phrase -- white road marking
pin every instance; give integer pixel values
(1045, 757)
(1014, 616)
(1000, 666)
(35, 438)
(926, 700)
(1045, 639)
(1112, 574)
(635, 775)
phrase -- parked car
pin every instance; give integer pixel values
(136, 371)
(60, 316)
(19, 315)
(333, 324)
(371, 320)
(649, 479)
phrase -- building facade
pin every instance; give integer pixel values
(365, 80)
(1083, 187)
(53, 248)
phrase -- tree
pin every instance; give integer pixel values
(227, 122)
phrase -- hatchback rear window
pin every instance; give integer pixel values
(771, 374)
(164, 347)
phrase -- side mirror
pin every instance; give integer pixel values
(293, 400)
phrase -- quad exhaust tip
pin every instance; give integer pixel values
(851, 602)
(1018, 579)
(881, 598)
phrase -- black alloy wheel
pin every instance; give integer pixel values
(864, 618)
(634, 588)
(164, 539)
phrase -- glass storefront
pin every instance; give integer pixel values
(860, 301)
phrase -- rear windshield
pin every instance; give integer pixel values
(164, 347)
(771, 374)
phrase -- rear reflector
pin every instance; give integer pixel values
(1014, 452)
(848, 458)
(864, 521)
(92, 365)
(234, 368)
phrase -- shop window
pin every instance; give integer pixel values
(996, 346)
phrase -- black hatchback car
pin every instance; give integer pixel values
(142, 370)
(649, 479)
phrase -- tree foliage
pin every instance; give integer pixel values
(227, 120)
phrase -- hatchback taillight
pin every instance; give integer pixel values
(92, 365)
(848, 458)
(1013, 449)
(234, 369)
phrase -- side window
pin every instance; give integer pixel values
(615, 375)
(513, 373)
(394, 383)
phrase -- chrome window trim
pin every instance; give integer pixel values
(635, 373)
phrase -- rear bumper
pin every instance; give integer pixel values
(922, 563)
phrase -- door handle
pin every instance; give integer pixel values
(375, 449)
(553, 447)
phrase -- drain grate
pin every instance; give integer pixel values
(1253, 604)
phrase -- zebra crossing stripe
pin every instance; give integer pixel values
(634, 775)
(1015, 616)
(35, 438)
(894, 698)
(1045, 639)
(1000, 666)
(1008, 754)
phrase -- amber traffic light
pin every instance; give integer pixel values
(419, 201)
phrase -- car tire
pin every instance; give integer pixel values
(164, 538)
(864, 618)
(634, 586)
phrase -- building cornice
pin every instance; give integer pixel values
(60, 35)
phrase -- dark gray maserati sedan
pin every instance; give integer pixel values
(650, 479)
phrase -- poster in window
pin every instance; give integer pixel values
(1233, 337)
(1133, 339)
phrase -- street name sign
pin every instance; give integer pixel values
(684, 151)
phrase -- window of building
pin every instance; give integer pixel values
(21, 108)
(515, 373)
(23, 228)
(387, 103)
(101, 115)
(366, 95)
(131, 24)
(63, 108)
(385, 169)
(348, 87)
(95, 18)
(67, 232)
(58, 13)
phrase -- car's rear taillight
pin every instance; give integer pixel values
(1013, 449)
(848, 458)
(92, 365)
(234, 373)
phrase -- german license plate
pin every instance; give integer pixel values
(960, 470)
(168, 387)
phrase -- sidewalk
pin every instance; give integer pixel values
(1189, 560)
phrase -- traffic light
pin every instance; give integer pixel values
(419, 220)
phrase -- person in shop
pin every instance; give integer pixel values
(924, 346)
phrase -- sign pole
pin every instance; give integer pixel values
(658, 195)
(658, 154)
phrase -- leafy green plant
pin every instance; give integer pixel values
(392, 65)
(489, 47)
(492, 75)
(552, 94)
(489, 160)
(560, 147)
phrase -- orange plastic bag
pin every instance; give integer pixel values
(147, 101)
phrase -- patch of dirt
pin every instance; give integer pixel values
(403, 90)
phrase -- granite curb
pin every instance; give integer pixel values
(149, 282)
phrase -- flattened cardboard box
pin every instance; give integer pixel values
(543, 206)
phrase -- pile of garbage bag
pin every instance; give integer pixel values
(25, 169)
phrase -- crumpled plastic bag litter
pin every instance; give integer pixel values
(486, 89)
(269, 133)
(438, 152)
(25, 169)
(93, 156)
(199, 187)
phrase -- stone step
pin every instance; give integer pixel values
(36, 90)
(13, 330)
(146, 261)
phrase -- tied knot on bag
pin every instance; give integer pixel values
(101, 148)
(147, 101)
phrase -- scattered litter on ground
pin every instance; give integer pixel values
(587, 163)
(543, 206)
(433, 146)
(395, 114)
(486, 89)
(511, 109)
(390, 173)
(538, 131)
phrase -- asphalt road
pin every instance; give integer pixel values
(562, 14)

· · · ·

## INSTRUCTIONS TO FOLLOW
Reproduce every line of the material above verbatim, keeping line order, spacing, and punctuation unchanged.

## ANSWER TO THIS EXERCISE
phrase -- white road marking
pin every instance; give integer pixel values
(1045, 757)
(1014, 616)
(1000, 666)
(35, 438)
(926, 700)
(1045, 639)
(1112, 574)
(635, 775)
phrase -- parked car
pin every instance; give integer pixel values
(136, 371)
(60, 316)
(19, 315)
(333, 324)
(371, 320)
(649, 479)
phrase -- building facade
pin every instance; give integer pixel values
(365, 80)
(1083, 187)
(53, 248)
phrase -- tree
pin every instance; give integer pixel values
(227, 122)
phrase -- hatchback rear window
pin every instance; give integer pixel values
(771, 374)
(164, 347)
phrase -- side mirror
pin every instance; give integer pixel values
(293, 400)
phrase -- quad exhaust tip
pin every instance; give integer pixel values
(851, 602)
(1018, 579)
(881, 598)
phrase -- black alloy wheel
pin every instance; give integer pixel values
(864, 618)
(634, 588)
(164, 539)
phrase -- glass storefront
pin every instance; give integer pixel values
(860, 301)
phrase -- rear windshield
pin every instance; give integer pixel values
(164, 347)
(771, 374)
phrase -- rear reflector
pin every instance; give integer pixel values
(1014, 452)
(848, 458)
(864, 521)
(92, 365)
(234, 368)
phrase -- shop window
pin every instance; give integer pixel values
(996, 346)
phrase -- black hatchback car
pin every instance; give integer pixel values
(142, 370)
(649, 479)
phrase -- tree foliage
pin every instance; give integer pixel values
(227, 120)
phrase -- hatchback taillight
pin every instance; give integer pixel values
(92, 365)
(848, 458)
(1013, 449)
(234, 369)
phrase -- side window
pin every instance; give integer pixel values
(615, 375)
(513, 373)
(394, 383)
phrase -- chrome window trim
pin every instance; give integer pixel values
(635, 373)
phrase -- rear bumper
pin every instance; give integer pixel values
(922, 563)
phrase -- door handle
pin every instance; give integer pixel values
(375, 449)
(553, 447)
phrase -- drain grate
pin every instance; give integer pixel values
(1253, 604)
phrase -- zebra crossing stripe
pin every instance; give integer pixel values
(634, 775)
(1015, 616)
(35, 438)
(894, 698)
(1045, 639)
(1000, 666)
(1008, 754)
phrase -- amber traffic light
pin every instance; give integer pixel values
(419, 201)
phrase -- car tire
pin every instance; give integer pixel values
(164, 538)
(864, 618)
(634, 586)
phrase -- building cornice
pin every instance; give integer pixel values
(60, 35)
phrase -- dark gray maserati sedan
pin every instance; give integer pixel values
(650, 479)
phrase -- poster in window
pin every instance; give integer pixel values
(1233, 337)
(1133, 339)
phrase -- street name sign
pin every instance; give integer pixel values
(684, 151)
phrase -- window of building
pin every instance; give integer pixel values
(21, 108)
(515, 373)
(23, 228)
(387, 103)
(101, 115)
(366, 95)
(131, 24)
(63, 108)
(385, 169)
(348, 87)
(95, 18)
(67, 232)
(58, 13)
phrase -- car's rear taillight
pin every instance; give integer pixel values
(1013, 449)
(848, 458)
(92, 365)
(234, 373)
phrase -- german license plate
pin every instance; give integer pixel values
(960, 470)
(168, 387)
phrase -- sidewalk
pin every instance; give integer pixel values
(1189, 560)
phrase -- traffic light
pin every instance; give integer pixel values
(419, 220)
phrase -- person in shop
pin every instance; give integer pixel values
(924, 346)
phrase -- sign pole
pin every instance; give integer pixel values
(658, 195)
(658, 154)
phrase -- leafy green plant
pin every instance; give integer pixel values
(392, 65)
(489, 47)
(492, 75)
(552, 94)
(489, 160)
(560, 147)
phrase -- orange plastic bag
pin every instance; give integer pixel values
(147, 101)
phrase -- patch of dirt
pin every instance; give integer pixel values
(403, 90)
phrase -- granite curb
pin every instance; give integer pixel values
(149, 282)
phrase -- flattened cardboard box
pin every instance; give integer pixel values
(543, 206)
phrase -- pile of garbage bag
pin every instance; give integer pixel values
(25, 169)
phrase -- crumpled plastic bag litter
pin every instance; give integer pixel values
(486, 89)
(269, 133)
(438, 152)
(25, 169)
(93, 156)
(199, 187)
phrase -- stone step
pin every instance; give integer pixel values
(36, 90)
(13, 330)
(146, 261)
phrase -- tied knot on bag
pin every instance; give integer pixel values
(101, 148)
(147, 101)
phrase -- scattered litter on ground
pin every instance; give integer pixel values
(587, 163)
(543, 206)
(433, 146)
(395, 114)
(486, 89)
(511, 109)
(390, 173)
(538, 131)
phrase -- asphalt road
pin every instance; give integer pixel values
(562, 14)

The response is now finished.